_TASK GOAL_
Collect each line of the records below that contains the string "tree" and copy those lines in full. The match is case-sensitive.

====== TASK INPUT

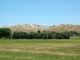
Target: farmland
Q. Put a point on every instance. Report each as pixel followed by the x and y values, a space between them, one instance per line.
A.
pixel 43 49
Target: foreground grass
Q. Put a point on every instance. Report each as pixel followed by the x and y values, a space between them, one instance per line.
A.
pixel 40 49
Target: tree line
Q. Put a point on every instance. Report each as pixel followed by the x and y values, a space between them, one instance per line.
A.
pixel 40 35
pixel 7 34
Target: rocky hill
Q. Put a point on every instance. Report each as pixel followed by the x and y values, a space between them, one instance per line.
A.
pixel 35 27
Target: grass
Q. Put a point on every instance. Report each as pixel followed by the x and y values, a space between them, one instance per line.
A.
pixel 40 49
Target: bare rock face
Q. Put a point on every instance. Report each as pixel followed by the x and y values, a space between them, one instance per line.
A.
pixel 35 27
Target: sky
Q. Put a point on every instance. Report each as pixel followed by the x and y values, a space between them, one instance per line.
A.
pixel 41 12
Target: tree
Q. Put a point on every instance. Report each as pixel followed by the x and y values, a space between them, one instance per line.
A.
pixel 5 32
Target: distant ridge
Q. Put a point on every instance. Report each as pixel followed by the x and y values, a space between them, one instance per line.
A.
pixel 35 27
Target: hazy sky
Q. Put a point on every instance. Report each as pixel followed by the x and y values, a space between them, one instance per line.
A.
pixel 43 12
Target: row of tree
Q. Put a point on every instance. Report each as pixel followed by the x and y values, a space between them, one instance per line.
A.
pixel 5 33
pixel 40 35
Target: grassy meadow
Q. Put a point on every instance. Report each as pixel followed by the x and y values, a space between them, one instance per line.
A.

============
====== TASK INPUT

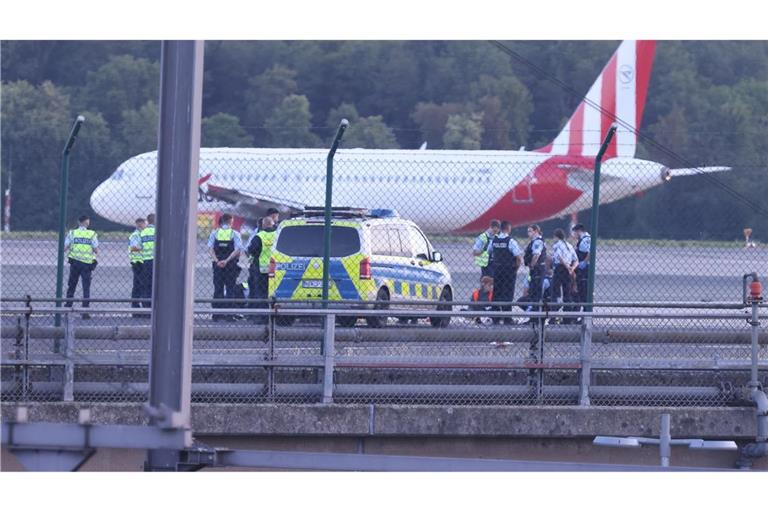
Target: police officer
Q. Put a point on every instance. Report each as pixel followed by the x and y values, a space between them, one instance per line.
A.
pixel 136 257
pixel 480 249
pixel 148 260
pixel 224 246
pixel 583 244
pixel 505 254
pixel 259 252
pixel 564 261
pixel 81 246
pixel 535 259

============

_SOLUTION BELOW_
Target: tree line
Target: tree
Target: row of tree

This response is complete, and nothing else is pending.